Requirement =
What number of lines in the entries hold the string "Target"? Answer with it alone.

[Stored data entries]
Content starts

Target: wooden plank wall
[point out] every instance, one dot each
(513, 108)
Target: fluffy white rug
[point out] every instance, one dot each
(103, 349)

Content ends

Answer space =
2